**Direction 1**
In the passage on the album Paradise, reproduce the portion from "Paradise is the" up to and including "Cold War Kids.", swapping "Lars Stalfors" for "the band's producer".
**Direction 2**
Answer these questions using the passage on the album Paradise:
(a) On what date was the album released?
(b) What weighted average did Metacritic give the album, and how many reviews was it based on?
(c) Which publication named Paradise the number one new album of the week?
**Direction 3**
Write the next part of the passage on the album Paradise, picking up after its final sentence.

**Excerpt to read**

Paradise is the fourth studio album by Canadian punk rock band White Lung. It was released on April 6, 2016. It was produced by Lars Stalfors, who has also produced HEALTH and the Cold War Kids.

Critical reception

According to review aggregator Metacritic, Paradise has a weighted average of 79 out of 100 based on 25 reviews, indicating "generally favorable reviews".

Consequence of Sound reviewer Dusty Henry described the album as the band's "boldest statement yet". Pitchfork described the album as "more outspoken, more anthemic" than their previous album. NME said: "White Lung have somewhat softened their ragged edges and in doing so have created one of the most compelling albums of the year". AllMusic described the album as a "dynamic, purposeful work by a band coming into its own". The Observers review noted that the album sounds "positively slowcore compared to their earlier work" but nonetheless remarked that "much of Paradise races past in an alluring blur of distortion and melody". The A.V. Club said the band "stretch the seams of punk" with this album. The Brooklyn Vegan named Paradise the number one new album of the week. Drowned in Sound describe it as an "altogether more composed and melodic album".

**Given information**
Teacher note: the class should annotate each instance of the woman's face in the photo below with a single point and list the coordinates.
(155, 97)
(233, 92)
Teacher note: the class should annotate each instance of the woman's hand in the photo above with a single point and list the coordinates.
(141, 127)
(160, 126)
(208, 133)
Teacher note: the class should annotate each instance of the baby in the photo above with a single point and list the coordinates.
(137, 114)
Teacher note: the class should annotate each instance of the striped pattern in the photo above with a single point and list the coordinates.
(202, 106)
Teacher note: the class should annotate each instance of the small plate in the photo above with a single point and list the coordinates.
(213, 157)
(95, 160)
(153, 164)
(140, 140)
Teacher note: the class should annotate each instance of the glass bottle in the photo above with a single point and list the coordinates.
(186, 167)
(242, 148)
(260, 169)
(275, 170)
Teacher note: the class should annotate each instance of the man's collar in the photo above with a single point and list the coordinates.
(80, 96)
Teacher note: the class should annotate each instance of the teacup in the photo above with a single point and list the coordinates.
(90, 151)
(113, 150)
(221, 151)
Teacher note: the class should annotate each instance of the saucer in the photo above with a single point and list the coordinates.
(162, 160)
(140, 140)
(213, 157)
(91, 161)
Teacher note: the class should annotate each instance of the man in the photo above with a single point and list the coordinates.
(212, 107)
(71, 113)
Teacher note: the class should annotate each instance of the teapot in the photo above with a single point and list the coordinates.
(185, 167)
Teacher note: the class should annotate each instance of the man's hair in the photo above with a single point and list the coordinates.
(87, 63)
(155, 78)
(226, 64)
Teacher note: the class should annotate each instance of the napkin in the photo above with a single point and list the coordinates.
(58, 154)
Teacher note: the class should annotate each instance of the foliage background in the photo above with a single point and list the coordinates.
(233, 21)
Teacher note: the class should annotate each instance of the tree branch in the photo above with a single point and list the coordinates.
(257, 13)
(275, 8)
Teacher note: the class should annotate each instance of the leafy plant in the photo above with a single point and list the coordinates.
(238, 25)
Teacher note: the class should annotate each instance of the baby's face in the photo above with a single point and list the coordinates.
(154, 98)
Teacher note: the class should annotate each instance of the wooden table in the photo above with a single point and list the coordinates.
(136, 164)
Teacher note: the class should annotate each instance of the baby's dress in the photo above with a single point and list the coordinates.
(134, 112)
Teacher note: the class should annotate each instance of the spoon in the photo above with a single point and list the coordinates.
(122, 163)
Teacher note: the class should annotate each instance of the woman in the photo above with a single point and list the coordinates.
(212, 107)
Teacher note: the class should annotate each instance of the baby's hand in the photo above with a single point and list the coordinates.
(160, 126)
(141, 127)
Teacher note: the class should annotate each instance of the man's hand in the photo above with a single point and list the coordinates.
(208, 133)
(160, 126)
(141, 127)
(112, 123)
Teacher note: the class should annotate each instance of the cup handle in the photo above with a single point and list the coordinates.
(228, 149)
---
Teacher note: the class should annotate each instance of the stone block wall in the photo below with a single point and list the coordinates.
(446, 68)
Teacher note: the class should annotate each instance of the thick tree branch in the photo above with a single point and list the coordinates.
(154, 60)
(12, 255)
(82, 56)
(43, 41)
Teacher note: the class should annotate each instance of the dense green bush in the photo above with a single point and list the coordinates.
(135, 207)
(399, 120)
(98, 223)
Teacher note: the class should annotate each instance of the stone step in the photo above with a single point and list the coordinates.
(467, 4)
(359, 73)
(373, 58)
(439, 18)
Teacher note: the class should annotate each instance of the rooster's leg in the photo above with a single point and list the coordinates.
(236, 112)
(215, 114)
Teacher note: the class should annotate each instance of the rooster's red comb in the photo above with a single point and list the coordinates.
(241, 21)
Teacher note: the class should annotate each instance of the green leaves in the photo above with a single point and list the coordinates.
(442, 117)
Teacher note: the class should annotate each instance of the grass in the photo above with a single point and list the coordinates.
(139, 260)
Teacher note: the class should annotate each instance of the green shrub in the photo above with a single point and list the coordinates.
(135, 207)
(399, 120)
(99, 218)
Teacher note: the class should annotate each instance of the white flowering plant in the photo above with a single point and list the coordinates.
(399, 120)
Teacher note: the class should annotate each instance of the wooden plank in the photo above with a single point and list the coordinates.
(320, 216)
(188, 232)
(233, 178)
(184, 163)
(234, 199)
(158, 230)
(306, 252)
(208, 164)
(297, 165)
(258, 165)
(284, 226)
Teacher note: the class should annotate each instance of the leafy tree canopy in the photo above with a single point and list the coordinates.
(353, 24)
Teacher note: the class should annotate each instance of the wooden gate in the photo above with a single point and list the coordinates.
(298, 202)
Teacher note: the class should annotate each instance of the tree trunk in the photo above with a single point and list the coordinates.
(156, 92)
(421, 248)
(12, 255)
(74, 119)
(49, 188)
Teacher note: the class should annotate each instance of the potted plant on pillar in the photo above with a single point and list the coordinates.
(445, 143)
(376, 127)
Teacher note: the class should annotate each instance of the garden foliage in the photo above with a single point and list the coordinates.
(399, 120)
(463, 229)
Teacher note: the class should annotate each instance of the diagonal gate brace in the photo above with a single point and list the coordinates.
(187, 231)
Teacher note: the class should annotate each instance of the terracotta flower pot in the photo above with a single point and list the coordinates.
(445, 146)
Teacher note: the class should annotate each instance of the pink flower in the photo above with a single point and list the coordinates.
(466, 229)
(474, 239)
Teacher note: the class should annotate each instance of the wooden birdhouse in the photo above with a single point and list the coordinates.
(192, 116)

**Final answer 1**
Paradise is the fourth studio album by Canadian punk rock band White Lung. It was released on April 6, 2016. It was produced by the band's producer, who has also produced HEALTH and the Cold War Kids.

**Final answer 2**
(a) April 6, 2016
(b) 79 out of 100, based on 25 reviews
(c) The Brooklyn Vegan

**Final answer 3**
Alternately, Under The Radar reviewer Ed McMenamin claimed "The band say they wanted to sound "2016" on Paradise, and to vanquish the threadbare-yet-complimentary references (L7, Babes in Toyland, etc.) critics favored when describing the first three LPs. White Lung, admirably, didn't want to just make another classic rock album like so many of its reform-punk peers. Instead, Paradise sounds contemporary in the worst way, instantly dated and likely soon forgotten by any new audience the band might find."

Accolades

Track listing

Personnel
Credits adapted from the liner notes of Paradise.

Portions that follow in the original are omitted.